Stiefel knallten lauter als sonst

Ein Schriftstück aus dem Nachlass von Horst Bienek belegt dessen späte, aber intensive Beschäftigung mit seinen Jahren im Arbeitslager Workuta

Von Volker StrebelRSS-Newsfeed neuer Artikel von Volker Strebel

Besprochene Bücher / Literaturhinweise

Horst Bienek (1930-1990) hat sich vor allem mit seiner Gleiwitzer Familiensaga einen Namen gemacht. In vier Romanen war er in das Oberschlesien seiner Kindheit zurückgekehrt, hatte das Neben- und Miteinander der Deutschen und Polen beschrieben, das er selbst erlebte.

Als 15-jähriger sah sich Bienek in der Nachkriegszeit gezwungen, seine Heimat zu verlassen. Er lebte in Ostberlin, begeisterte sich für Literatur, Kunst und Kultur – eine Leidenschaft, die ihn zeitlebens begleiten sollte. Aus heiterem Himmel wurde er als 21-jähriger am 08. November 1951 in Ostberlin verhaftet. Es folgten Haft, Verhöre und eine Verurteilung, ohne dass er einen Anwalt hinzuziehen hätte dürfen. Das Urteil belief sich auf zwanzig Jahre Gefängnis. Der Vorwurf: Spionage!

Datensatz

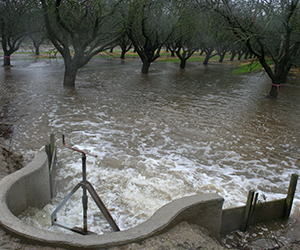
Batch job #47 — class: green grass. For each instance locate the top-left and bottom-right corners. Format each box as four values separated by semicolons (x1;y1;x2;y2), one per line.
233;60;273;75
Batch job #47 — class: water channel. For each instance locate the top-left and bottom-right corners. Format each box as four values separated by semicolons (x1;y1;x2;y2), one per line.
0;51;300;247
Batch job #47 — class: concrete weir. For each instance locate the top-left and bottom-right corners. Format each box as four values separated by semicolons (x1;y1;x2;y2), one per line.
0;152;224;249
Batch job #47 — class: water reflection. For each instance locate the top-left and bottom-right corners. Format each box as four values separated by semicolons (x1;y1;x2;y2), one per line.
0;55;300;246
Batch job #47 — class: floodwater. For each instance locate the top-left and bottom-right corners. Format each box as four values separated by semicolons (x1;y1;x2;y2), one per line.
0;55;300;248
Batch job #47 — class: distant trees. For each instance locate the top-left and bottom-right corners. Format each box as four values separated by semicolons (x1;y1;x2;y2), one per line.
0;0;38;66
125;0;178;74
171;2;203;69
0;0;300;98
41;0;118;87
207;0;300;98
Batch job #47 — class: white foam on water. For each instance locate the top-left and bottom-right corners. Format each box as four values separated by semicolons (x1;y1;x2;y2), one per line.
9;59;300;243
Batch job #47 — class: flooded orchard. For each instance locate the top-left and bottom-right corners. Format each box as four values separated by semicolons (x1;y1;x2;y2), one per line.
0;55;300;247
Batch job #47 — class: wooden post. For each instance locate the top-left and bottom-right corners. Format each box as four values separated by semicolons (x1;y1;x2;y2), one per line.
282;174;298;220
45;143;52;168
50;133;55;155
241;190;255;232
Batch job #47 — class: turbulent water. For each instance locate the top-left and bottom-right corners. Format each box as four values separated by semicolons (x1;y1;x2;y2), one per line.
0;52;300;246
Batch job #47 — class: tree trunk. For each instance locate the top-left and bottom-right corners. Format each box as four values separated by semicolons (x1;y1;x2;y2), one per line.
64;62;78;88
3;53;11;66
203;50;213;66
35;45;40;56
219;53;226;63
230;51;237;61
142;59;151;74
180;59;186;69
267;83;280;99
121;49;126;59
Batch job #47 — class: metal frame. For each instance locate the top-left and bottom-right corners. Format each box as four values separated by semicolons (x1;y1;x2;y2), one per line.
51;135;120;235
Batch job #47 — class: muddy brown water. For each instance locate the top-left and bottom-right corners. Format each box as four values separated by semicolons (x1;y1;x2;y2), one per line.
0;54;300;248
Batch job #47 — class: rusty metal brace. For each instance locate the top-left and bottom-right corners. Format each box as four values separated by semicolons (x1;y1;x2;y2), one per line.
51;135;120;235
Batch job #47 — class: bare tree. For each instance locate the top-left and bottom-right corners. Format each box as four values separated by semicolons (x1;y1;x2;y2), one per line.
0;0;36;66
126;0;176;74
41;0;118;87
206;0;300;98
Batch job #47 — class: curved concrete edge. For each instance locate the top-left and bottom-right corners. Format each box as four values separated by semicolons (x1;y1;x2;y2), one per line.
0;152;224;249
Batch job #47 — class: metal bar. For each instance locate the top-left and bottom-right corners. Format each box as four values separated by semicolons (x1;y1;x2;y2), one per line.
242;190;255;232
51;183;81;225
282;174;298;220
82;153;88;232
83;181;120;232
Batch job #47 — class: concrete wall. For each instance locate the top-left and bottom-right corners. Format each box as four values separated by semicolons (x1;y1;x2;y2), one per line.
0;149;223;249
4;152;51;216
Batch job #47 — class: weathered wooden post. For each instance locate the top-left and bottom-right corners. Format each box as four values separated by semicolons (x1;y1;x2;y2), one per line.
45;133;56;198
282;174;298;220
242;190;255;232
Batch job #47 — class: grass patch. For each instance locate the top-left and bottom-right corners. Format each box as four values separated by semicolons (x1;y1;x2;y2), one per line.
233;60;273;75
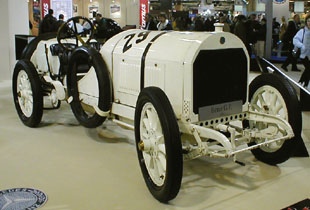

Aufgaben
1. Gib aus dem Text über Horst Bienek die Stelle zwischen „Stiefel knallten lauter“ und „er selbst erlebte.“ einschließlich wortgetreu wieder.
2. Prüfe bitte, ob die folgenden Aussagen mit dem Text über Horst Bienek übereinstimmen, und belege jede Antwort mit einem wörtlichen Zitat daraus: (a) Bienek wurde 1951 in Ostberlin verhaftet. (b) Bienek durfte vor seiner Verurteilung einen Anwalt hinzuziehen. (c) Die Gleiwitzer Familiensaga besteht aus fünf Romanen.
3. Führe den Text über Horst Bienek im Anschluss an seinen letzten Satz weiter.

Antworten
1.
Stiefel knallten lauter als sonst

Ein Schriftstück aus dem Nachlass von Horst Bienek belegt dessen späte, aber intensive Beschäftigung mit seinen Jahren im Arbeitslager Workuta

Von Volker StrebelRSS-Newsfeed neuer Artikel von Volker Strebel

Besprochene Bücher / Literaturhinweise

Horst Bienek (1930-1990) hat sich vor allem mit seiner Gleiwitzer Familiensaga einen Namen gemacht. In vier Romanen war er in das Oberschlesien seiner Kindheit zurückgekehrt, hatte das Neben- und Miteinander der Deutschen und Polen beschrieben, das er selbst erlebte.

2.
(a) Ja: „Aus heiterem Himmel wurde er als 21-jähriger am 08. November 1951 in Ostberlin verhaftet.“
(b) Nein: „ohne dass er einen Anwalt hinzuziehen hätte dürfen“
(c) Nein: „In vier Romanen war er in das Oberschlesien seiner Kindheit zurückgekehrt“

3.
Der vorliegende Text aus dem Nachlass von Horst Bienek belegt, dass sich der Schriftsteller zu seinem Lebensende hin erstmals diesen Geschehnissen in reflektierter Weise stellte, um sie in literarischer Form aufzuarbeiten. In seiner pointierten Weise der Beschreibung nimmt Bienek die Leser mit in die nächtliche Zelle und zu den Verhörräumen. Absurde Situationen, die den Deliquenten einschüchtern und Angst erzeugen sollten. Das Gerichtstribunal stellte eine Farce dar, bei der Franz Kafka noch hätte dazulernen können.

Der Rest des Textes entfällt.